* EXTRACTED MATERIAL *
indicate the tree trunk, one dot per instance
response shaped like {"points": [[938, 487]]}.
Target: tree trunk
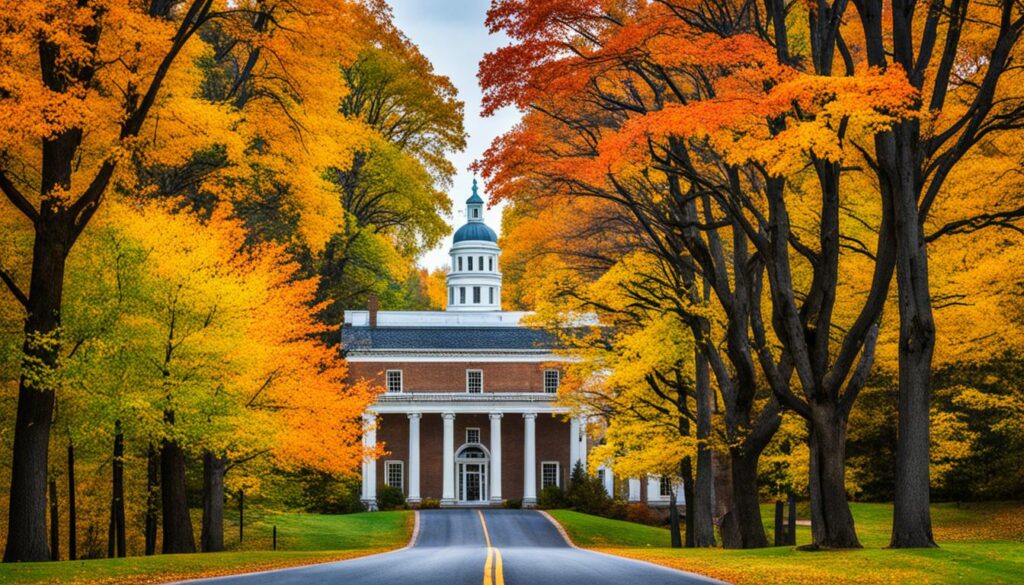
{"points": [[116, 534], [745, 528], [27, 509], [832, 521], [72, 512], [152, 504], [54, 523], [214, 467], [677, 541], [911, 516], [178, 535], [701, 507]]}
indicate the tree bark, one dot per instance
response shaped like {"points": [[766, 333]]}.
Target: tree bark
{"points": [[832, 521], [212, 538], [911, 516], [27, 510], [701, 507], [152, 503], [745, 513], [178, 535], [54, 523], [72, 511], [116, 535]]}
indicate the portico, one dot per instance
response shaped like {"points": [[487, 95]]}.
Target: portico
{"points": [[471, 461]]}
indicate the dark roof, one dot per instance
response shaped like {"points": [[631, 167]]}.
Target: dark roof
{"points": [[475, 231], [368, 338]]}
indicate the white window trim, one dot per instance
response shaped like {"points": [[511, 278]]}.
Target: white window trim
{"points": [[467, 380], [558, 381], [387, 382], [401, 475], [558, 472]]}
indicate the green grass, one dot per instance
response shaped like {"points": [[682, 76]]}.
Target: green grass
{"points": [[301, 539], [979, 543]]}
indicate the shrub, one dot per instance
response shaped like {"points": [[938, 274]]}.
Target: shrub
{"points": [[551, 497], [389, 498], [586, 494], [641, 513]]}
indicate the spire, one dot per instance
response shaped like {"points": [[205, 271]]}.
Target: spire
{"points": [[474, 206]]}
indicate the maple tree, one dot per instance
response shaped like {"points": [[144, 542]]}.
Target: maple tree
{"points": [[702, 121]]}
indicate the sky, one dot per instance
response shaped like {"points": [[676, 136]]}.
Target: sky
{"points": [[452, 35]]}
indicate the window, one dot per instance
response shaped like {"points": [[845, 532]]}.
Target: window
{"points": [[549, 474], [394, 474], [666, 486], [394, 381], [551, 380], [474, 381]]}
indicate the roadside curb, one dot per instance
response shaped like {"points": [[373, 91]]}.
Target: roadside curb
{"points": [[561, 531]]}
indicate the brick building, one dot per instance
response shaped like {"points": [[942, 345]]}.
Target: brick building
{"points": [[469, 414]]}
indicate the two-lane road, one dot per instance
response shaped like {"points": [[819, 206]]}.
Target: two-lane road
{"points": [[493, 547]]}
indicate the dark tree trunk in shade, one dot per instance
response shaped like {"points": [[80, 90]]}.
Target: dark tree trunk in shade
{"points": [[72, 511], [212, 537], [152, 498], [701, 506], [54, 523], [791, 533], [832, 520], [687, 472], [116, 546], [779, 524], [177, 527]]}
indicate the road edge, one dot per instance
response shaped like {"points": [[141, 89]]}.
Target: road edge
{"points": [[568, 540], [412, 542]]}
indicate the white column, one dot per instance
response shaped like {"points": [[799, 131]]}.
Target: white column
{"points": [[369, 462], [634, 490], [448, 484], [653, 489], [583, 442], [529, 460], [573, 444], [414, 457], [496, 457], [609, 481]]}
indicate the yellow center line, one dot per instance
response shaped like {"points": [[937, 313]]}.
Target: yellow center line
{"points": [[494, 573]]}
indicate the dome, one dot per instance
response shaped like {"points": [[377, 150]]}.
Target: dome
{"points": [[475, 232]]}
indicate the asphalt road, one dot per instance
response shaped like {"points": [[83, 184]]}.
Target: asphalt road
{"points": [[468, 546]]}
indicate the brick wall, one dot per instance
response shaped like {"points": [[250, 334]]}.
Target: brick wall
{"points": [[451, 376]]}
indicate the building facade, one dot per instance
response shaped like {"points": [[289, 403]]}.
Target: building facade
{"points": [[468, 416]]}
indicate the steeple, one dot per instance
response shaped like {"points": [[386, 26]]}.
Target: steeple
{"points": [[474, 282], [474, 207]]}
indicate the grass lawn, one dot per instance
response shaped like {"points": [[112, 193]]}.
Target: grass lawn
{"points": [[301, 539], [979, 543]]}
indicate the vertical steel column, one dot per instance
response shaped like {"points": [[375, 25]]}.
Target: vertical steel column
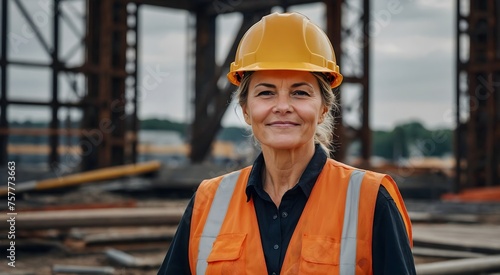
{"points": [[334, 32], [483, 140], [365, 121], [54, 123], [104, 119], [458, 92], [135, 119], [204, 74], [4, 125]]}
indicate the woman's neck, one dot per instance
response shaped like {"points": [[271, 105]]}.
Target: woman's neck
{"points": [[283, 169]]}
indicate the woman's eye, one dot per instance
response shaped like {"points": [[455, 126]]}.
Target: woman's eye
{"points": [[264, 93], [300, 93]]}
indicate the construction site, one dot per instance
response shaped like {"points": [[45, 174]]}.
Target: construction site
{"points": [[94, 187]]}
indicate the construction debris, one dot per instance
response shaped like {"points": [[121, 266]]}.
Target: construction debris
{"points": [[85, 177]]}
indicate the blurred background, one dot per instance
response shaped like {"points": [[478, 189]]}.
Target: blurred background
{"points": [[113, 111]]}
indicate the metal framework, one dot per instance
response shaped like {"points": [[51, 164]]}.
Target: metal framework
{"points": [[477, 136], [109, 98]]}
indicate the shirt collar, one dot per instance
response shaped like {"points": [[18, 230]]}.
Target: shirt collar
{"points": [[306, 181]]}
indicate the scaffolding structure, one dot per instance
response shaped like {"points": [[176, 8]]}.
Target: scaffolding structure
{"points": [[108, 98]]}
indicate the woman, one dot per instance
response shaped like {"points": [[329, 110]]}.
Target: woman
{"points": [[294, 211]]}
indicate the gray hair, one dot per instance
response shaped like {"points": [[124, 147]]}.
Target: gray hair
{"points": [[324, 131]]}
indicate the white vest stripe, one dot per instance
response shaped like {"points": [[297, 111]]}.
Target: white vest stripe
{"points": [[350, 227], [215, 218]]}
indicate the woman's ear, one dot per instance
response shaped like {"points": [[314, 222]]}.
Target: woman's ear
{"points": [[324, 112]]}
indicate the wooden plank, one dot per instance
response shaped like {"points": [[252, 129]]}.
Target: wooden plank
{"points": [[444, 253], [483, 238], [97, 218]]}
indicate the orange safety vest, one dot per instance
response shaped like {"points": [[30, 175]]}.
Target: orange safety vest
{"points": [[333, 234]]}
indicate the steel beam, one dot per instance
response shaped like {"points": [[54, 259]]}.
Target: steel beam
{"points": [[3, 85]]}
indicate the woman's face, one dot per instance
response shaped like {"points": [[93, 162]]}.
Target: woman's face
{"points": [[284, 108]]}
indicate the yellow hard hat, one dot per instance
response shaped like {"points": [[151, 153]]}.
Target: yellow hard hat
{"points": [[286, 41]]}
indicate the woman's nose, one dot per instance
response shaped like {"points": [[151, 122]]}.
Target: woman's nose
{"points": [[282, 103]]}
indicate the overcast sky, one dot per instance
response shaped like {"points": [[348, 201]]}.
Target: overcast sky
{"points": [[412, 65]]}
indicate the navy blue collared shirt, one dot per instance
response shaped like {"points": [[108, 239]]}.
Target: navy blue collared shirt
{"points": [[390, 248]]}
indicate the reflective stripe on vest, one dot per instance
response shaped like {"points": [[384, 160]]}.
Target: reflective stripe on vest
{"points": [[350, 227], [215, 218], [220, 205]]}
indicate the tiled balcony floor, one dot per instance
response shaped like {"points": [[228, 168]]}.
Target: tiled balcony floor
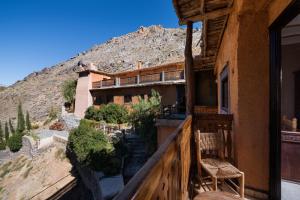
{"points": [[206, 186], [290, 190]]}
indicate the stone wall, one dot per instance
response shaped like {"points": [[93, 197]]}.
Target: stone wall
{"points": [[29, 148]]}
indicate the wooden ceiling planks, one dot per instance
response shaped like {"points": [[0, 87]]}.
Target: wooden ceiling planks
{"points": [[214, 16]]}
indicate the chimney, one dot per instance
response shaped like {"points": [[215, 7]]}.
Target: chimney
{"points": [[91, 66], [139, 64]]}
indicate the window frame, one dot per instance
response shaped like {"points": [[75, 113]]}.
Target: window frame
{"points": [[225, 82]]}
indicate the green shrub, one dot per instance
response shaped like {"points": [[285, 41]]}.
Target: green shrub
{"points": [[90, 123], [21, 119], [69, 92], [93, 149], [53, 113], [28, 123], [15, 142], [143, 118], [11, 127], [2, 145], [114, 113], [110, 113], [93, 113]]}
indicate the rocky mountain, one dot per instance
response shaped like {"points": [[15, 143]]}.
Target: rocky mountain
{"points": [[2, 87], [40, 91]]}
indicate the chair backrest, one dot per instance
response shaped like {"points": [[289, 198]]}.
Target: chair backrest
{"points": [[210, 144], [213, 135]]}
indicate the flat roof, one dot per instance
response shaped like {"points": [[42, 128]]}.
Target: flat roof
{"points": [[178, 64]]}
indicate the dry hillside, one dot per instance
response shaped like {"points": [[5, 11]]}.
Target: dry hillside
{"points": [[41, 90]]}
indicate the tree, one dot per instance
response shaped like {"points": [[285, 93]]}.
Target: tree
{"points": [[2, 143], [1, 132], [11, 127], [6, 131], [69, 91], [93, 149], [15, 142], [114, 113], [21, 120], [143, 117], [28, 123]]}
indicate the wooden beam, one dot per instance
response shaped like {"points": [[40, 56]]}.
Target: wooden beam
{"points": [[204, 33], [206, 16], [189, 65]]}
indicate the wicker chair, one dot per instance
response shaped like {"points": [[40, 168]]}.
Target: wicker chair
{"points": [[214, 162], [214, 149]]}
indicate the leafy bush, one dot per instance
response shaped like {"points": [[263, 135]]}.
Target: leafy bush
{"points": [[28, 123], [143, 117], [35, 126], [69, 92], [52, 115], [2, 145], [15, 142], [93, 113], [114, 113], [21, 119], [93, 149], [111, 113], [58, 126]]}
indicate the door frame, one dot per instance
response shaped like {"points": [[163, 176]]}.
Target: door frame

* STATED GOAL *
Repeat exactly, and only, the lines from the line with "indicate the wooden beam, one" through the end of the listing above, both ends included.

* EXPECTED ANSWER *
indicate the wooden beam, one dot per instance
response shaped like {"points": [[40, 56]]}.
Target: wooden beam
{"points": [[204, 33], [206, 16], [189, 65]]}
indicate the wicker chair, one dot per instance
response shaped like {"points": [[40, 168]]}.
Target: wicker chair
{"points": [[214, 162], [214, 149]]}
indicate the leafy bush, one dot per instance
response shaped like {"points": [[263, 135]]}.
Target: leafy bush
{"points": [[28, 123], [143, 117], [35, 126], [69, 92], [52, 115], [2, 145], [15, 142], [93, 113], [114, 113], [21, 119], [93, 149], [111, 113], [58, 126]]}
indicate the door frame, one dot per instance
response shaped like {"points": [[163, 176]]}.
Target: door frame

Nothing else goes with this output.